- [WHAT YOU ARE ASKED TO DO]
Give the entries again exactly, every one of them.

- [STORED DATA]
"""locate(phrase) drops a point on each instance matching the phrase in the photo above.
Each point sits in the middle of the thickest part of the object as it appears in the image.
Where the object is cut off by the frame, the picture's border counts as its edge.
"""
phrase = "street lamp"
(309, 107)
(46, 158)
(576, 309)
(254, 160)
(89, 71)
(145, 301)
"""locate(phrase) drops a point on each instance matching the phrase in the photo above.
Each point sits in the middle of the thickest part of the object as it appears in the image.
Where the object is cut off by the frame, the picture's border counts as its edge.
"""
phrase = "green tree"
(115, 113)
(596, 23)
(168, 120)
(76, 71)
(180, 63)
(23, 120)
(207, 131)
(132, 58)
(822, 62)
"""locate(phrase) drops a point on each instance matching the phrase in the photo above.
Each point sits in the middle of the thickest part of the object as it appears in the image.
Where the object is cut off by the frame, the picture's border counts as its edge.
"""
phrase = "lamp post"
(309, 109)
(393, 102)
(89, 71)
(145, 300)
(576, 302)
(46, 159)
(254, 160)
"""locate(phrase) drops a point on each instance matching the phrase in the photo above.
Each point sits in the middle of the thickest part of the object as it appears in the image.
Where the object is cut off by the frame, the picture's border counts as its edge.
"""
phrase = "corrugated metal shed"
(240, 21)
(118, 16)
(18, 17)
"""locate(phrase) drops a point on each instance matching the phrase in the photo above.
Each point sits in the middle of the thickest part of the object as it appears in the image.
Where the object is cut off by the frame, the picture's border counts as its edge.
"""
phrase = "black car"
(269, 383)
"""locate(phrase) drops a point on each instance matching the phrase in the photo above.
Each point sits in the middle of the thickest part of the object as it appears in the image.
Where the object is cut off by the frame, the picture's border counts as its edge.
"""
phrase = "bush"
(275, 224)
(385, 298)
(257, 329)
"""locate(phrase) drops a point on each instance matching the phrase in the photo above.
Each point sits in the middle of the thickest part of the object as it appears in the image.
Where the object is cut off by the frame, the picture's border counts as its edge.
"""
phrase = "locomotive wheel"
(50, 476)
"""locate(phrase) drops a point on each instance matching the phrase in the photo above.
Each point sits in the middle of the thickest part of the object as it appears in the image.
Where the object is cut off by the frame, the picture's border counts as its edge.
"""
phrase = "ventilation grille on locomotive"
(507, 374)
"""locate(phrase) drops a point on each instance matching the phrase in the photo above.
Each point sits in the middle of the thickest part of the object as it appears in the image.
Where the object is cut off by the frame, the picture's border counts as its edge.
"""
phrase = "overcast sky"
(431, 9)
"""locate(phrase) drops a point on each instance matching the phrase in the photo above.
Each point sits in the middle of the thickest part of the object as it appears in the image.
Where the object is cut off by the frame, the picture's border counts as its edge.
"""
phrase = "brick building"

- [SOLUTION FOR THIS TASK]
"""locate(phrase) drops a point on each instance matching the phrase in the photo above.
Each point sits in the middle of the thickest part of the object as it appears in the image.
Where the object is cut off by the frame, the picture's border counts as its edge.
"""
phrase = "street lamp"
(309, 107)
(46, 158)
(576, 309)
(254, 160)
(89, 71)
(145, 301)
"""locate(phrase) drops a point on each instance matching the phrase in the photo above.
Each point sits in the middle of the thickest part of the object as it appears in the image.
Where the object is cut off by the frame, the picture's border counts as its edge.
"""
phrase = "green tree"
(115, 113)
(596, 23)
(168, 120)
(76, 71)
(180, 63)
(23, 120)
(207, 131)
(132, 58)
(822, 62)
"""locate(phrase) drops a point on each instance matching the phrase in the photo above.
Each point sits in the middle of the thickest part of the object as it appears in the image.
Where the object is cut off by the frame, the picture's border counts as its edge.
"""
phrase = "lamp post"
(309, 109)
(393, 102)
(89, 71)
(145, 300)
(576, 302)
(46, 159)
(254, 160)
"""locate(phrase) drops a point on each instance matching the phrase in the photo above.
Each point sits in the middle of the thickest part of the object as it appears in the image.
Where the object is cut off by the frame, the picture's border counts as its edge.
"""
phrase = "corrugated metal shed"
(240, 21)
(118, 16)
(18, 17)
"""locate(phrase) drops a point on each instance matching the phrase in the photo above.
Each point sits in the middle of the thickest part of the object as it appears in the image.
Where the object is cut off by the frame, the picture's border counts as its edge.
"""
phrase = "black car"
(269, 383)
"""locate(phrase) drops a point on each instance matching the phrase in the photo above.
Each point sits in the middle of the thickest part of the object as it appears in the image.
Where the object is cut off by the frame, the picture's border counts as its edge.
"""
phrase = "bush"
(275, 224)
(385, 298)
(257, 329)
"""locate(phrase) drops a point on each instance matching the phrase in the photo above.
Each point sits in the middle of the thickest part of the object as it appears in the image.
Where the object is cut off by the frame, the picture's border counts as its edge.
"""
phrase = "locomotive wheel"
(50, 476)
"""locate(phrase) drops a point on each instance matching the phrase in the photo above.
Each point sits in the middle of the thickest part of the object as it appears in the image.
Where the object is cut off by the frame, the picture's border counts as its edge.
"""
phrase = "ventilation grille on locomotive"
(507, 374)
"""locate(phrase) drops a point on each instance matching the phrase in the photo above.
Each point sits in the middle of the thickest part of the object as it appears in the image.
Where the object is cut off by the frame, the picture's border counts as its edge.
"""
phrase = "overcast sky"
(431, 9)
"""locate(phrase) drops a point on each instance matching the phrase in the photo above.
Each point sits in the middle of the thickest part of the object as it appears in the image.
Where the object is cut off by the frame, the picture's border counts as its edge.
"""
phrase = "brick building"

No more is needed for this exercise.